## Try it:
Produce an exact copy of all the data below, dropping every image.

## Entries shown:
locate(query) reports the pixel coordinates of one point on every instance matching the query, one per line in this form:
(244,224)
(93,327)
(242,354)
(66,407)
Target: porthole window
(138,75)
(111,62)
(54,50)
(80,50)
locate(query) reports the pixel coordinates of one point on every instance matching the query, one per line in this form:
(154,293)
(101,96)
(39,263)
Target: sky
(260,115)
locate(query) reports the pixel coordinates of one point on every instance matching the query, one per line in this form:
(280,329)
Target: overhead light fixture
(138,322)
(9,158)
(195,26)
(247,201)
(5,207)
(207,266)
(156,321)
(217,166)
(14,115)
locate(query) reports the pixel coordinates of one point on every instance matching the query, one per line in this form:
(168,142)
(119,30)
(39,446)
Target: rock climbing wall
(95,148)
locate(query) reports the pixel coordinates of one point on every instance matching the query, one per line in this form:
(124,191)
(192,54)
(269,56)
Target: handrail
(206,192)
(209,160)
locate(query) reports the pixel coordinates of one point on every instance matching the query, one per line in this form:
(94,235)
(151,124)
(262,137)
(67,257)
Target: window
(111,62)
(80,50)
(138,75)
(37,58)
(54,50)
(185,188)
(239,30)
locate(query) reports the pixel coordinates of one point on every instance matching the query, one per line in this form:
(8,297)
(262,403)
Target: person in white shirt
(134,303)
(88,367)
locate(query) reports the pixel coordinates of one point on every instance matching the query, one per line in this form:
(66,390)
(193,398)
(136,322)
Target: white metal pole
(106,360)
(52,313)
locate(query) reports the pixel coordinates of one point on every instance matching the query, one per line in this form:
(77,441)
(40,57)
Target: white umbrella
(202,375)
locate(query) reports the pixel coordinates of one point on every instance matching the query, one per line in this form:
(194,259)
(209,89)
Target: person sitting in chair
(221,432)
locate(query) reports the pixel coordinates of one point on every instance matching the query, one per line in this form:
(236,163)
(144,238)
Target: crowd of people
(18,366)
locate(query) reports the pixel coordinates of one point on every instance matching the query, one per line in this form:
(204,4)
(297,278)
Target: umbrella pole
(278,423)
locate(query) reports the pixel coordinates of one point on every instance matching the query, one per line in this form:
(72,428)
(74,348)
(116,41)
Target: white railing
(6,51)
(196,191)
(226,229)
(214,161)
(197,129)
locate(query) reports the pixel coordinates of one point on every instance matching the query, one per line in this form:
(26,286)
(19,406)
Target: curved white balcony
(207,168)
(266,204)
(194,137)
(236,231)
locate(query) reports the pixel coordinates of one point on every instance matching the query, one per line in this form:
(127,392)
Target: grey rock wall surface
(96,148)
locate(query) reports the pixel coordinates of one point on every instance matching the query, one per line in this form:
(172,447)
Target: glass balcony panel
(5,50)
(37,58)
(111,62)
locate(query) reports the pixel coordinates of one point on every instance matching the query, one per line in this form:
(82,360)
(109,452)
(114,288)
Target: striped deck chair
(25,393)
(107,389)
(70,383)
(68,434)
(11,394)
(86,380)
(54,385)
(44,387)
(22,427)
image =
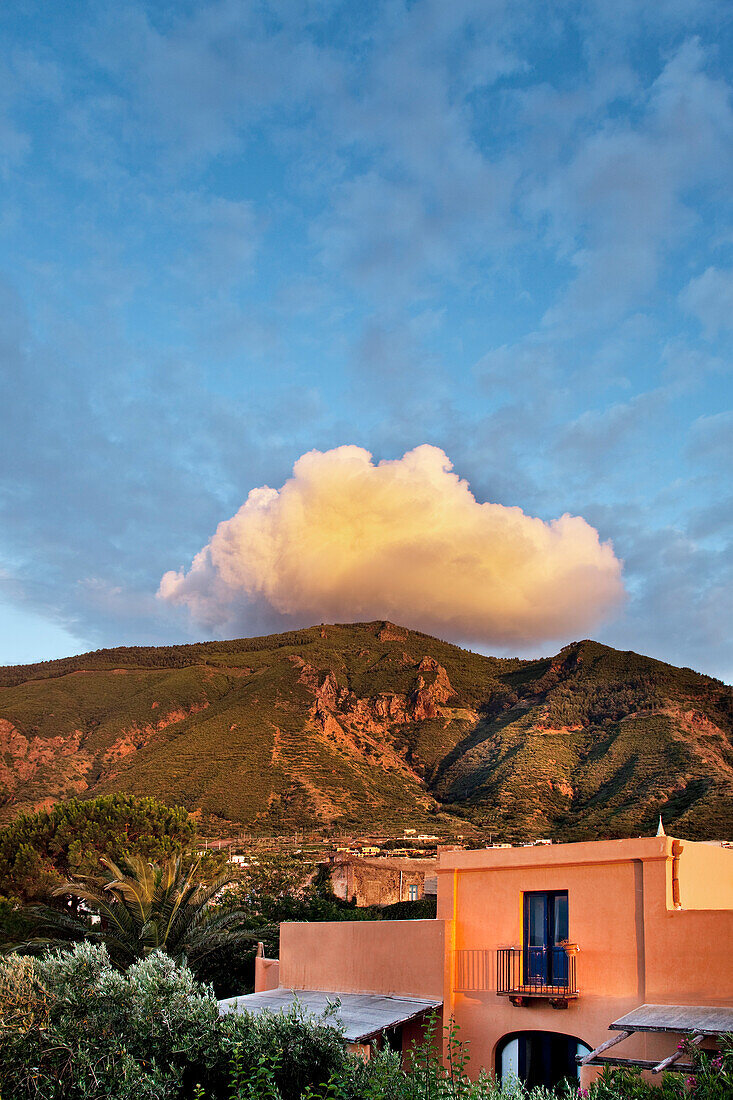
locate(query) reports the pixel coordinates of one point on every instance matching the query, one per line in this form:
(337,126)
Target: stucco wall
(364,956)
(634,945)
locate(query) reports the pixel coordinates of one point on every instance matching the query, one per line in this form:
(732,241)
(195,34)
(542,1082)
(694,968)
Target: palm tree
(137,906)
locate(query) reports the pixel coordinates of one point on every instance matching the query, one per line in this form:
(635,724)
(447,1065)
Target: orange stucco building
(537,950)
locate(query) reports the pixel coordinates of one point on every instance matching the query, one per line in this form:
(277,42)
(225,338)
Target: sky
(317,310)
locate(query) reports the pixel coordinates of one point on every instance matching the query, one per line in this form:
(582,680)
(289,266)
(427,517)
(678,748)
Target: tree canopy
(37,851)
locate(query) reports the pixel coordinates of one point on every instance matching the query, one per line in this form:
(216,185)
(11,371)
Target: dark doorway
(538,1057)
(545,930)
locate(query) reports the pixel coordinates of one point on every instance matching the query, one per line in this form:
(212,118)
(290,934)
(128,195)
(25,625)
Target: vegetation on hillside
(138,906)
(370,726)
(37,851)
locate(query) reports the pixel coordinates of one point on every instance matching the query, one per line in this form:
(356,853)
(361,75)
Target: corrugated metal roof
(361,1015)
(706,1020)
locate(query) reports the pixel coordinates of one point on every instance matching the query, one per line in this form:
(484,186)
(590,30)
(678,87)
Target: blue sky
(233,232)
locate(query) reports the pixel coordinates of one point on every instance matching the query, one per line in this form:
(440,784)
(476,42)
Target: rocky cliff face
(374,726)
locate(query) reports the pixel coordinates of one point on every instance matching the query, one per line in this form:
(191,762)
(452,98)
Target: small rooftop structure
(362,1015)
(695,1021)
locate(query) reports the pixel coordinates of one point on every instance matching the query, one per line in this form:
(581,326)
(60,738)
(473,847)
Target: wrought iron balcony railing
(546,972)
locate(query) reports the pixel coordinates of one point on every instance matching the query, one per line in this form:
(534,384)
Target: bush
(73,1026)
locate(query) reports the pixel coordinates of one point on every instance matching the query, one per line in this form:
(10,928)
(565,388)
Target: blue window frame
(545,930)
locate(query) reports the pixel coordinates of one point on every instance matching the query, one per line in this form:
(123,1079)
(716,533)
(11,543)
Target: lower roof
(361,1016)
(704,1020)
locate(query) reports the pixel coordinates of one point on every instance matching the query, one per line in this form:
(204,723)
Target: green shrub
(73,1026)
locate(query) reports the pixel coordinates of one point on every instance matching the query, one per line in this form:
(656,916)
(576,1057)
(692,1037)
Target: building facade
(536,952)
(380,881)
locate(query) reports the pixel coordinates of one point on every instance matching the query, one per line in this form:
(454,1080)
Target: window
(539,1057)
(545,930)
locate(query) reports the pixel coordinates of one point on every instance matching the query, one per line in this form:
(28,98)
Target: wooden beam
(695,1041)
(604,1046)
(638,1063)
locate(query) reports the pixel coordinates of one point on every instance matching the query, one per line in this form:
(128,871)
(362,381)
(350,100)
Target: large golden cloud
(406,540)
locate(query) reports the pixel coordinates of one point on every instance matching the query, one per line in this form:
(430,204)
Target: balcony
(537,974)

## Exercise solution:
locate(query) reports the pixel coordinates of one point on every instance matching the query, one per line in this form:
(244,224)
(93,327)
(242,354)
(66,407)
Target: porthole window
(138,75)
(111,62)
(54,50)
(80,50)
locate(query) reports the pixel coordinates of one point on every instance matching the query, one per line in this form:
(154,293)
(101,96)
(39,263)
Target: sky
(260,115)
locate(query) reports the pixel coordinates of one point on every instance matching the query, one per line in this form:
(280,329)
Target: overhead light fixture
(138,322)
(9,158)
(195,26)
(247,201)
(5,207)
(207,266)
(156,321)
(217,166)
(14,115)
locate(query) reports the pixel coordinates of one point on every instance matching the query, one per line in this form:
(168,142)
(119,30)
(39,446)
Target: rock climbing wall
(95,148)
locate(query) reports the pixel coordinates of one point on every instance matching the query, one per line in this form:
(124,191)
(192,54)
(269,56)
Target: handrail
(206,192)
(209,160)
locate(query) reports the pixel coordinates of one point on every instance matching the query, one per line in this form:
(94,235)
(151,124)
(262,137)
(67,257)
Target: window
(111,62)
(80,50)
(138,75)
(37,58)
(54,50)
(185,188)
(239,30)
locate(query) reports the pixel coordinates of one point on every instance matching the query, one per line in this form:
(8,297)
(262,403)
Target: person in white shirt
(134,303)
(88,367)
locate(query) reports the pixel coordinates of one point on every instance matching the query, one per line in this form:
(66,390)
(193,398)
(136,322)
Target: white metal pole
(106,360)
(52,313)
locate(query) reports the pixel coordinates of one point on every instance matching the query, one per line in this form:
(77,441)
(40,57)
Target: white umbrella
(202,375)
locate(query) reports the pixel coordinates of one point on every instance matching the query, one per line in this form:
(194,259)
(209,89)
Target: person sitting in chair
(221,432)
locate(query) reports the pixel coordinates of one point on every instance matching the query, one per line in this form:
(236,163)
(144,238)
Target: crowd of people
(18,366)
locate(query) reports the pixel coordinates of one point on every instance matching the query, one per line in this form:
(204,4)
(297,278)
Target: umbrella pole
(278,423)
locate(query) reports the pixel coordinates of one point on every instance matching the query, one per line in this form:
(72,428)
(74,348)
(116,41)
Target: white railing
(6,51)
(196,191)
(226,229)
(214,161)
(197,129)
locate(query) reports the pixel coordinates of one point on every instance matching the query, one per line in this form:
(26,286)
(19,406)
Target: curved white balcony
(207,168)
(266,204)
(194,137)
(236,231)
locate(query) reports the pixel coordinates of one point on every instance matching the query, one per line in this form:
(127,392)
Target: grey rock wall surface
(96,148)
locate(query) reports the pixel coordinates of one point on every instance matching the query, one per line in this form:
(172,447)
Target: glass balcony panel
(5,50)
(37,58)
(111,62)
locate(query) reports the pixel coordinates of one point on every instance matching the query, one per line in this form:
(82,360)
(109,452)
(114,288)
Target: striped deck chair
(25,393)
(107,389)
(70,383)
(68,434)
(11,394)
(86,380)
(54,385)
(44,387)
(22,427)
image =
locate(query) reports the pixel coordinates of one point on every instance matching the query, one per line in this form:
(337,126)
Target: stucco wall
(364,956)
(634,945)
locate(query) reports the pixel coordinates of one point on every instance matching the query, one per line in this form:
(732,241)
(195,34)
(542,1082)
(694,968)
Target: palm tree
(137,906)
locate(query) reports the pixel coordinates of one point on every instance matching the query, one per line in this form:
(635,724)
(447,1065)
Target: orange stucco building
(537,950)
locate(query) reports the pixel coordinates of one point on every instance matching the query, one per line in this form:
(277,42)
(225,338)
Target: sky
(317,310)
locate(query) reports the pixel coordinates of one point on every instance matching the query, one per line in this form:
(582,680)
(289,266)
(427,517)
(678,748)
Target: tree canopy
(37,851)
locate(query) reports the pixel coordinates of one point on every instance matching the query, one per line in this form:
(216,185)
(11,371)
Target: dark doorway
(538,1057)
(545,930)
locate(query) reports the pixel coordinates of one point on every instance matching the query, one per line in this form:
(212,118)
(290,934)
(128,195)
(25,625)
Target: vegetation on hillside
(138,906)
(370,726)
(37,851)
locate(query) reports the pixel coordinates of one point on every instance matching the query, one per line in this form:
(356,853)
(361,75)
Target: corrugated metal roof
(361,1015)
(706,1020)
locate(query) reports the pixel coordinates of one point on every instance matching the query, one per line in this form:
(484,186)
(590,30)
(678,87)
Target: blue sky
(233,232)
locate(query) reports the pixel coordinates of one point on every instance matching the query, one per line in this form:
(440,784)
(476,42)
Target: rocky cliff face
(374,726)
locate(query) reports the pixel coordinates of one point on every instance matching the query, one per line in this form:
(191,762)
(452,98)
Target: small rooftop structure
(362,1015)
(695,1021)
locate(query) reports the pixel coordinates of one point on every instance matching the query, one per line in this form:
(581,326)
(60,738)
(473,847)
Target: wrought iron balcony railing
(546,972)
locate(query) reports the pixel coordinates of one point on every instance matching the query, one per line in this form:
(534,384)
Target: bush
(73,1026)
locate(query) reports the pixel coordinates of one point on every instance matching the query, one per line in this form:
(10,928)
(565,388)
Target: blue window frame
(545,930)
locate(query) reports the pixel coordinates of one point on every instance matching the query, one per line in this form:
(123,1079)
(716,533)
(11,543)
Target: lower roof
(361,1016)
(704,1020)
locate(query) reports the pixel coordinates of one point on every instance matching the query, one per line in this form:
(204,723)
Target: green shrub
(73,1026)
locate(query) reports the pixel coordinates of one point on every instance matching the query, one per line in this form:
(656,916)
(576,1057)
(692,1037)
Target: building facade
(536,952)
(380,881)
locate(query) reports the pixel coordinates of one point on every instance matching the query, one per line in this form:
(454,1080)
Target: window
(539,1057)
(545,930)
locate(query) reports the pixel coordinates of one point on every instance matching the query, one per line in this form:
(28,98)
Target: wooden beam
(695,1041)
(604,1046)
(638,1063)
locate(query) reports the pixel coordinates of one point on every instance matching the query, one per line in this form:
(128,871)
(362,381)
(350,100)
Target: large golden cloud
(406,540)
locate(query) reports the pixel coordinates of one point on every instance matching the query, one per line in this form:
(430,204)
Target: balcony
(537,974)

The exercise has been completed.